— Start of Quoted text —

The stink of corruption in Ramallah

Endemic corruption and the government's poor response weakens the Palestinians' national efforts

Dalhan and Abbas (photo credit: Tara Todras-Whitehill/Reuters)
Dalhan and Abbas
(photo credit: Tara Todras-Whitehill/Reuters)
BERNARD LEWIS, THE well-known British Middle East scholar, once explained the difference between corruption in the West and corruption in the Middle East.
In the US, Lewis said, you first have to make a lot of money, like Rockefeller or Kennedy, with that money you conduct an election campaign and then you win control over the government. In the Middle East, the process goes in the opposite direction. First of all you grab control of the country, like Gaddafi in Libya, Ben Ali in Tunis, Mubarak in Egypt or Saddam Hussein in Iraq; once in power, you make a lot of money.
And in Israel? he was asked. In Israel, he answered, they’ve found a way to combine the two.
And the Palestinians? Even a quick glance at the government in Ramallah will reveal that the Palestinians have adopted, more or less, the Middle Eastern approach.
In the past, much was made of Yasser Arafat’s private accounts and the millions that he had given his wife, Suha. It was clear that Arafat controlled the Fatah, later the PLO and then the Palestinian Authority as if they were his private plantation.
About a year ago, after a wave of whispers and rumors of corruption had swept the Palestinian Authority, President Mahmoud Abbas declared that he was establishing a new office in Ramallah, a comptroller of sorts, to be known as the “Committee to Eradicate Corruption.” Rafiq Natshe, a Fatah veteran and former ambassador to Saudi Arabia, was appointed to head the new unit.

— End of Quoted text —

Short exercise A:
Answer these about the article on corruption in Ramallah:
(i) According to Lewis, what must you do first in the US before winning control over the government?
(ii) To whom did Yasser Arafat give millions?
(iii) What name was Abbas's new office in Ramallah to have?
Short exercise B:
Quote the article on corruption in Ramallah word for word, beginning at the words "And the Palestinians?" and stopping after "his private plantation.".

— Start of Data records —

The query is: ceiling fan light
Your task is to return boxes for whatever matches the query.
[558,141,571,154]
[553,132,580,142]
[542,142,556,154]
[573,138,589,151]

— End of Data records —

Exercise response A:
(i) Make a lot of money.
(ii) His wife, Suha.
(iii) The "Committee to Eradicate Corruption."

Exercise response B:
And the Palestinians? Even a quick glance at the government in Ramallah will reveal that the Palestinians have adopted, more or less, the Middle Eastern approach.
In the past, much was made of Yasser Arafat’s private accounts and the millions that he had given his wife, Suha. It was clear that Arafat controlled the Fatah, later the PLO and then the Palestinian Authority as if they were his private plantation.